_Work item:_ Pick up the first-person account of painting Johannesburg buildings pink and the arrest that followed, and continue it from its final sentence.

_Quoted passage:_
****************************************

It is not until we have found a comfortable pattern, meeting and working together while most of the city is asleep, that the head of security of our seventh highlighted building approaches us and calls the police. He wants to know what we are doing and why were doing it. From our pink stained attire, everyone could easily assume that we are responsible for the buildings that have been dressed in pink in the previous weeks.

As the leader of this project, I feel it is my duty to take care of whatever charges may come up and asked my fellow artists and activists to leave the scene. The police ask me to follow them to the station, along with the security guard, to talk to the colonel.  Once there, I realise that I have no phone, no identification, and no way out.

At first, he claims that he could not let me go because I have no way to identify myself.  Sometime after three in the morning they find a case number for a “malicious destruction of property” that had been pressed the previous week for one of our transformed buildings.  With the case in hand, I am booked into Johannesburg’s central police station as a suspect.  Feeling completely isolated and alone, one question comes to my mind:  “what is more unjustto allow buildings to decay and create an atmosphere that permeates of fear, or to use colour to create a conversation about how we can all be a part of bringing said buildings back to life?”  And also, aren’t these buildings, a vital part of the fabric of the city of Johannesburg, all of our responsibility?

****************************************

_Supplied material:_
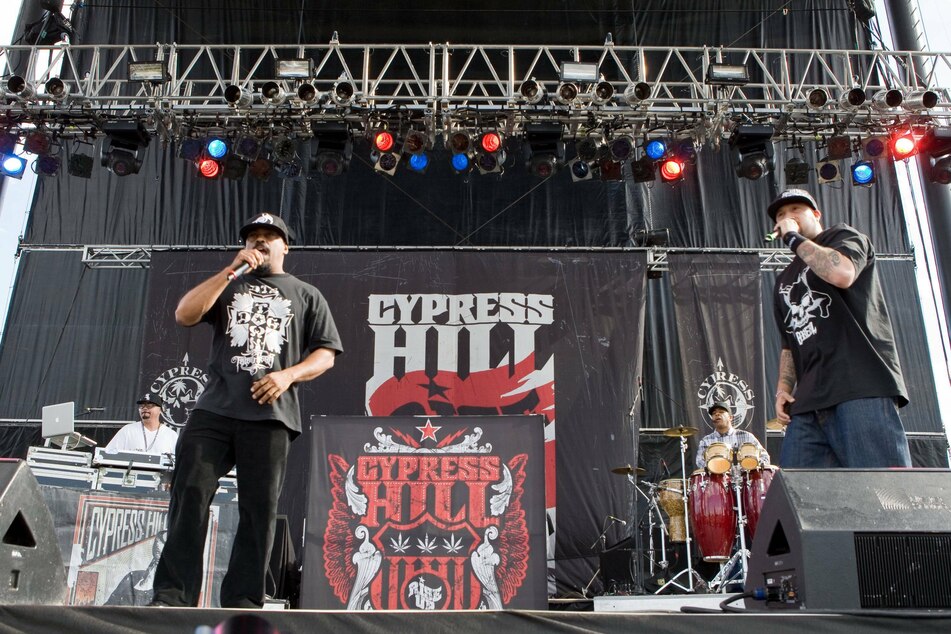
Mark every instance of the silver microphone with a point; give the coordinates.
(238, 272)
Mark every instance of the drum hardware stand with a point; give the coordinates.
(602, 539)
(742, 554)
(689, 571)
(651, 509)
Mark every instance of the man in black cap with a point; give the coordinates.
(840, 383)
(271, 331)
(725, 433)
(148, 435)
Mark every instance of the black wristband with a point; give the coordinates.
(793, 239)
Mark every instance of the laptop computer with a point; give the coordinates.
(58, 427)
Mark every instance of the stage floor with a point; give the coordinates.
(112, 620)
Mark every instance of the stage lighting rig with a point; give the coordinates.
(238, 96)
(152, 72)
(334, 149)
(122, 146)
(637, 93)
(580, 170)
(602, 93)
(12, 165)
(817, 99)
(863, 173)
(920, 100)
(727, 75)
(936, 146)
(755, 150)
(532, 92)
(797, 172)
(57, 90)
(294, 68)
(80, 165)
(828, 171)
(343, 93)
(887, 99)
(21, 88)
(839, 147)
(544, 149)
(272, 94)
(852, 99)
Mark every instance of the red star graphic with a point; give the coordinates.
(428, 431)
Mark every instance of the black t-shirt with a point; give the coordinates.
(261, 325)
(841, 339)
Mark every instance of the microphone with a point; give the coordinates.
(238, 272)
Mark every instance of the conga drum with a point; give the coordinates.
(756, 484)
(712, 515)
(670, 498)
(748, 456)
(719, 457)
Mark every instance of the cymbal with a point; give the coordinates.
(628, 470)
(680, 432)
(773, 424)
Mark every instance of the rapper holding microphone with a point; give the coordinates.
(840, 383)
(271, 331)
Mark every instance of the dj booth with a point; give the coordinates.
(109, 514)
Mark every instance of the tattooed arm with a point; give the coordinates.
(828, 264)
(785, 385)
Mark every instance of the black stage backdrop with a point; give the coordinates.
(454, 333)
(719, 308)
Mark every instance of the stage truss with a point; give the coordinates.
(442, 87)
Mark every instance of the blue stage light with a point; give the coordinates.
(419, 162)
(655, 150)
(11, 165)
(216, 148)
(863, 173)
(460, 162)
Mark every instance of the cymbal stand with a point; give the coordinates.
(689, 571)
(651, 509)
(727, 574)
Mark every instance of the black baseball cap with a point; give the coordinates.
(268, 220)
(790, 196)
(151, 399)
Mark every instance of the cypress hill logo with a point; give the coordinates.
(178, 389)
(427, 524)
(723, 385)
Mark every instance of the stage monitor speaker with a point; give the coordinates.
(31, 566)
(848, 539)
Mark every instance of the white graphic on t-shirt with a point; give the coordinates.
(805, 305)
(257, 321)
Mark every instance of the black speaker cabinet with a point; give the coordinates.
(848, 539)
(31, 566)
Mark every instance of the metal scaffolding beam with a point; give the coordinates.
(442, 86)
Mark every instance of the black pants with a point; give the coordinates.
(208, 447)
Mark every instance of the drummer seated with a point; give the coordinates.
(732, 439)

****************************************

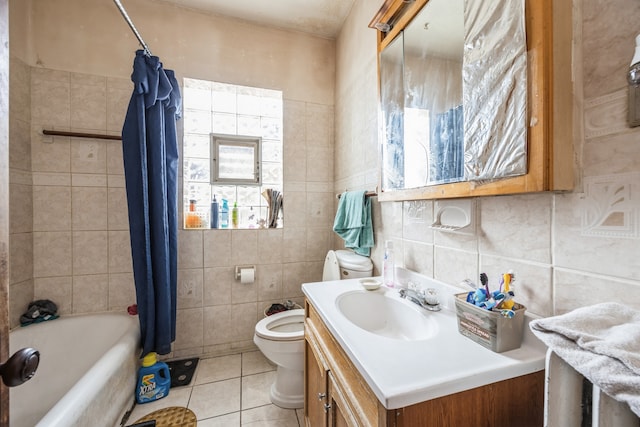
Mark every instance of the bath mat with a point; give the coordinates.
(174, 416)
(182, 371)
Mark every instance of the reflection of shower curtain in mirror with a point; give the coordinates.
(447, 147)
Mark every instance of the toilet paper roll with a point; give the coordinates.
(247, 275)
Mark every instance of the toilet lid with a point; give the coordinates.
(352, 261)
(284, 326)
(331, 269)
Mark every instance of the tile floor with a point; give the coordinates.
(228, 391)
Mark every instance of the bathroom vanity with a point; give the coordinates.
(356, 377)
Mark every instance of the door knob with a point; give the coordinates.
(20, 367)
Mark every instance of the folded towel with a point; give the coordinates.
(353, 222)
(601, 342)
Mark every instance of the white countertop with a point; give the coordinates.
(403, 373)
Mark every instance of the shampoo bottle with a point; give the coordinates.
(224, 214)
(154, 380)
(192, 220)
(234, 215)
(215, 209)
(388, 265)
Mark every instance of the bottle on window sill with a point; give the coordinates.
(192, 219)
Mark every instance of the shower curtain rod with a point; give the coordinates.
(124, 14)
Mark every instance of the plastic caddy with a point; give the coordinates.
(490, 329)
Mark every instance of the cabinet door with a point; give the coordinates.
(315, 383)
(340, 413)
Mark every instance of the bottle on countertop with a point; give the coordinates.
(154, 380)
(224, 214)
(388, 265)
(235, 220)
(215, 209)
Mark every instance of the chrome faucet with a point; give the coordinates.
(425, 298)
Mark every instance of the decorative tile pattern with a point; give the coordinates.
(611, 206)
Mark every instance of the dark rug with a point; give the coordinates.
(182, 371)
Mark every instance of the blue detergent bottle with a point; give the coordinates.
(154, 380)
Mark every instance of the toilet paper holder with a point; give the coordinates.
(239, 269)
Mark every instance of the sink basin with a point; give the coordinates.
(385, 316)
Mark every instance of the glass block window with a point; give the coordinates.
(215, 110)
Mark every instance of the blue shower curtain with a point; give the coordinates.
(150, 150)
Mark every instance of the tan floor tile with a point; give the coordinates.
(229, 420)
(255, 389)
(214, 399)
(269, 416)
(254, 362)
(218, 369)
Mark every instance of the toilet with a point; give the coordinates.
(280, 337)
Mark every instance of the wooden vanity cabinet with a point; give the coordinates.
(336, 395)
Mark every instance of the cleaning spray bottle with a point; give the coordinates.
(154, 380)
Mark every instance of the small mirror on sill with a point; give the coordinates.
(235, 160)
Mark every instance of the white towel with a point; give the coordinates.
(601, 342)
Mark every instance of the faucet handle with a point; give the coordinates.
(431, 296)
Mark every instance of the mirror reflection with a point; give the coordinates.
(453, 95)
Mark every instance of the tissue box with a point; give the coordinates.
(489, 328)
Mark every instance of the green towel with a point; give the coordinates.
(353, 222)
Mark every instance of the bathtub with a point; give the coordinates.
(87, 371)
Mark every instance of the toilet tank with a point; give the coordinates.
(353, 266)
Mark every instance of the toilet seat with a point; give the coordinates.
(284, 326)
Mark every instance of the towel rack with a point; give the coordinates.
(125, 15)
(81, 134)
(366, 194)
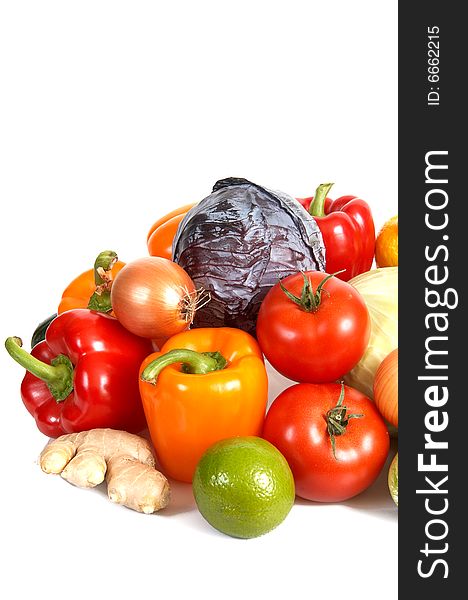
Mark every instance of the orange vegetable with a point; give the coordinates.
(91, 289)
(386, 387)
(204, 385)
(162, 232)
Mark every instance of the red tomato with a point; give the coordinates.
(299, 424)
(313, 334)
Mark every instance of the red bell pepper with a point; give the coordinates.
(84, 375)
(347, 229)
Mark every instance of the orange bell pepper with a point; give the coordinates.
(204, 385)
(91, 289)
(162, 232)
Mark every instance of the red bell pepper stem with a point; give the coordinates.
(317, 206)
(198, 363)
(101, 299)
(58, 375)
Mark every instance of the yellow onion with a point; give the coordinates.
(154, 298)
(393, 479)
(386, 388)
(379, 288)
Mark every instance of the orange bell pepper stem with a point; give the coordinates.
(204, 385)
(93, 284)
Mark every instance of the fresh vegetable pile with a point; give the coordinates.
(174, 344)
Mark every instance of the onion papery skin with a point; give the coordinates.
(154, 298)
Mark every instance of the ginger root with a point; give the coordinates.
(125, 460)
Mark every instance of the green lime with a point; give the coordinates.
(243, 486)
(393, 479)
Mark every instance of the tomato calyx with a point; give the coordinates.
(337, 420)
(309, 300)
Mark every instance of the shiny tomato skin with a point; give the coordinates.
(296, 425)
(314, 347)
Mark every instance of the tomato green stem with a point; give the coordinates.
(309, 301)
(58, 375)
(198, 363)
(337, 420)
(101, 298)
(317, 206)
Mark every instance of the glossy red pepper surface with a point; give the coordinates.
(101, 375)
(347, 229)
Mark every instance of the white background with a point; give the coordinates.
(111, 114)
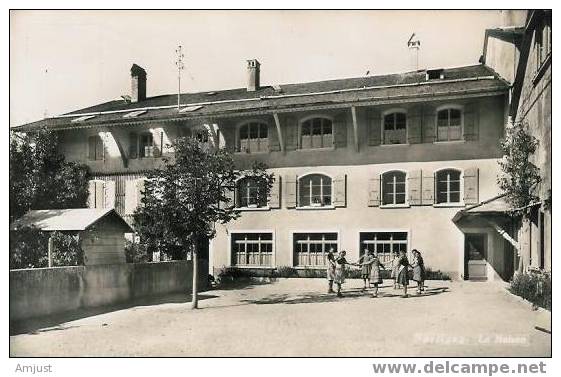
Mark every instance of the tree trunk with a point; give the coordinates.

****************************************

_Response for this exercise:_
There are no white people to be found in the police station either. Again, this is inaccurate, as the colonel who deals with my case, pale and blonde haired, does so in a heavy Afrikaans accent. Everyone else in the prison, from the guards to the captives, range in colour from dark-chocolate to dark-caramel. My own colouring, pale-olive by comparison, is so striking to the rest of the population that, in the morning, one of the janitors come into my cell and inquire about why I am there. He claims that I look “out of place.” Even earlier, when I was being admitted, the constable looked up from her form and asked me if I was Black, Coloured, Indian/Asian or White.  I looked back at her responding that I am not any of those things. “I am Latin American, Hispanic.” Looking back down and speaking sharply she responded, “We can just say you are White.”

Some parts of the prison feel as neglected and dilapidated as the buildings that I have been studying for weeks. Buildings like the CNA, Shakespeare House and New Kempsey – a full city block of historical Art Deco buildings, bricked up and left to crumble as rain pelts through the broken windows – are not that different from this local police station, and its inhabitants are often the very same hopeless people who sit and walk around the city’s Central Business District.

Painting is a way for us to challenge our colour-blindness to these issues. By highlighting these facades in pink, we have generated important dialogue and debate among the denizens of Johannesburg. We hope that these conversations will in turn, be a call to action. The project we started is ongoing and more buildings will be painted soon. Just like some of the legacy of apartheid, these buildings may be abandoned, but they are still standing. Now more than ever we are responsible for being aware of colour – whether it be in the black and white of race, or the pink of social injustice.

Yazmany Arboleda is a New York-based Colombian-American artist who lectures internationally on the power of art in public space. He is the Creative Director of MIT’s ENGAGE program as well as The Brooklyn Cottage. His work has been written about in the New York Times, Washington Post, UK’s Guardian, Fast Company, and Reuters. In 2013, he was named one of Good Magazine’s 100 People Making Our World Better.